▸ **Consigne a**
Comptez les lignes du listing qui contiennent le mot « spoon », en respectant la casse. Donnez seulement ce nombre.

***** Sélection

On y voyait le chanteur, dans une pièce enfumée, entouré d'une faune étrange. Très vite, à l'écoute du disque, on comprenait qu'il s'agissait des personnages des chansons : l'auteur et ses créations en quelque sorte. Le jeu consista alors vite pour moi à reconnaître chacun d'entre eux. Évidemment, la fée était facilement identifiable, tout autant que le lanceur de poignards, la danseuse nue ou l'homme à la carabine. Mais comment distinguer la jolie Louise de la belle Isabelle ?

Et puis il y avait ce nom sur la pochette : David McNeil. Rien d'autre. Aucun nom d'album (et non "Hollywood", comme l'affirme par erreur Wikipedia).

David McNeil. Le nom avait un petit goût d'Amérique et de mystère. D'où sortait ce type ? Je n'en savais alors rien. Mais ses chansons recelaient une couleur, une ambiance, une texture différentes de ce que j'entendais alors chez les Maritie et Gilbert Carpentier ou les radios grandes ondes, seules fenêtres sur la musique que je pouvais ouvrir.

Ses chansons m'emportaient loin et près à la fois, au confluent de la chanson française et du folk, du rêve américain et de la poésie bien de chez nous. On y allait à Hollywood, à Cap Canaveral, à Buffalo, de Los Angeles à San Francisco en passant par Beverly Hills et les Appalaches, mais aussi à Paris et à Anvers. On y croisait Chuck Berry, Crosby, Stills & Nash, une sosie de Jean Harlow, un group captain répondant au doux nom de Crash, mais aussi une Louise, une Isabelle, Charlemagne et quelques abbés. On y trouvait des Cadillac, des Dodge, du hasch, de l'Acapulco gold, des avions Apache, mais aussi de la sauce provençale, des verres à moutarde, du champagne, de l'Alka-Seltzer et des ascenceurs Roux-Combaluzier.

**********

▸ **Consigne b**
D'après la sélection, quel nom figurait seul sur la pochette du disque ?

***** Listing extrait

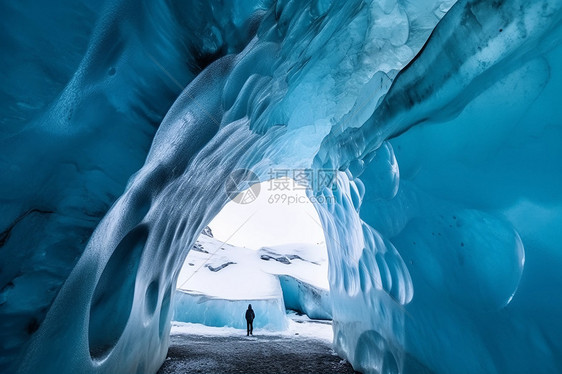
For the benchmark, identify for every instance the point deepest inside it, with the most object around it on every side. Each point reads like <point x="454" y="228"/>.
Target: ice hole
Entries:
<point x="266" y="248"/>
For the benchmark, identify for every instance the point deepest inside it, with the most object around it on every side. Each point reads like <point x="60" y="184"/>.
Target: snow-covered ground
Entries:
<point x="218" y="281"/>
<point x="298" y="325"/>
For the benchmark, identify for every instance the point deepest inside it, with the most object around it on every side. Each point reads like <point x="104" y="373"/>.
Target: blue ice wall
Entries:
<point x="441" y="121"/>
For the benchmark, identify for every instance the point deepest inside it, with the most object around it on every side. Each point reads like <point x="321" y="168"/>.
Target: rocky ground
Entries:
<point x="194" y="353"/>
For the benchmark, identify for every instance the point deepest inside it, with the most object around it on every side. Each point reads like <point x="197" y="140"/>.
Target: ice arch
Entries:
<point x="314" y="85"/>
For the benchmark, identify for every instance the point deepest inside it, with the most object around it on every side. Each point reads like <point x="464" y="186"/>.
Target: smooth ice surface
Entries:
<point x="439" y="120"/>
<point x="218" y="281"/>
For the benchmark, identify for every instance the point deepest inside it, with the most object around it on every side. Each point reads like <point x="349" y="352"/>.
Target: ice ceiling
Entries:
<point x="450" y="265"/>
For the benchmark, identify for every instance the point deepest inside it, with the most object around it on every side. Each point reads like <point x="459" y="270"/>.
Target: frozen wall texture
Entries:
<point x="442" y="120"/>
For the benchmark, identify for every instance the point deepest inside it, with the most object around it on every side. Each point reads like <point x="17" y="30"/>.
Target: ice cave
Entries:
<point x="438" y="121"/>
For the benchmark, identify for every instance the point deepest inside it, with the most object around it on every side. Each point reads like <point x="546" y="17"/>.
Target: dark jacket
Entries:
<point x="250" y="315"/>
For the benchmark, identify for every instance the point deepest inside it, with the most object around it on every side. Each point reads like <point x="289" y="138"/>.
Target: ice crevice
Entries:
<point x="440" y="123"/>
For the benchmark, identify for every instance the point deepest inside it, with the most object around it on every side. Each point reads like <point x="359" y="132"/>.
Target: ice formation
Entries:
<point x="449" y="265"/>
<point x="218" y="281"/>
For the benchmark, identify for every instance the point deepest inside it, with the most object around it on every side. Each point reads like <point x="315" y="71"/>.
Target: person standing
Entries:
<point x="250" y="315"/>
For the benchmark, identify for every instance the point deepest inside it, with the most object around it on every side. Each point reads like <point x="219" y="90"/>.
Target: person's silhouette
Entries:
<point x="250" y="315"/>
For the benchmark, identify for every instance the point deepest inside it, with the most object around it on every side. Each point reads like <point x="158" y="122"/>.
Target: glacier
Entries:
<point x="217" y="282"/>
<point x="441" y="122"/>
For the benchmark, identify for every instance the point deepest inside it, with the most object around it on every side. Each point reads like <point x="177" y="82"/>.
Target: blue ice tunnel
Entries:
<point x="442" y="224"/>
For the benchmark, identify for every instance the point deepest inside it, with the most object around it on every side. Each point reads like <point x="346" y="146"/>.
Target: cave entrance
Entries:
<point x="266" y="248"/>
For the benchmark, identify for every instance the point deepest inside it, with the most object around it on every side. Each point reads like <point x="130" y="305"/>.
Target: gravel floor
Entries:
<point x="254" y="354"/>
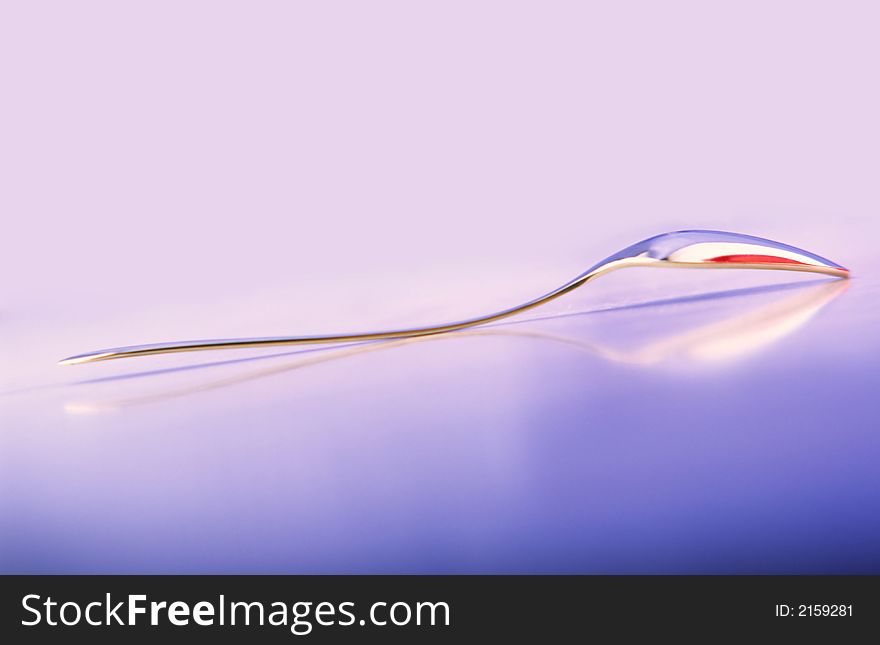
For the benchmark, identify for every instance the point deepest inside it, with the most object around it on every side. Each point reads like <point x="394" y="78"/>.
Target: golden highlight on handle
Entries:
<point x="682" y="249"/>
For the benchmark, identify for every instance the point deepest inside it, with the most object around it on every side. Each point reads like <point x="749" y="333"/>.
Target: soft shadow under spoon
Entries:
<point x="686" y="249"/>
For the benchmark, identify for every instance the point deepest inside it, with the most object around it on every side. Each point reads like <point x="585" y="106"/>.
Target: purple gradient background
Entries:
<point x="178" y="170"/>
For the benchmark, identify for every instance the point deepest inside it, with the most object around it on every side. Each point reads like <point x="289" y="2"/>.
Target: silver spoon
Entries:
<point x="686" y="249"/>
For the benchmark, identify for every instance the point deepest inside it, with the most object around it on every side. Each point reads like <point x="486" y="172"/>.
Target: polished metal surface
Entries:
<point x="681" y="249"/>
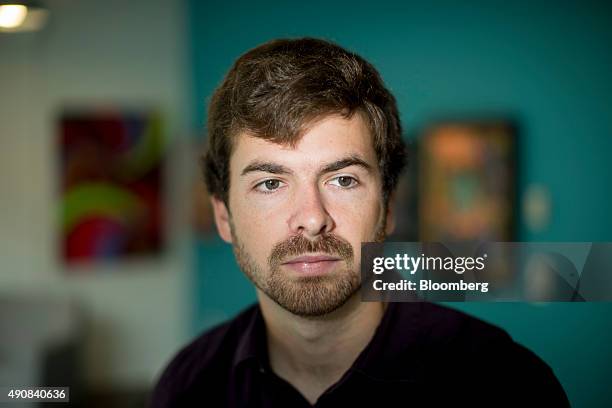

**********

▸ **Réponse complète a**
2

▸ **Réponse complète b**
David McNeil.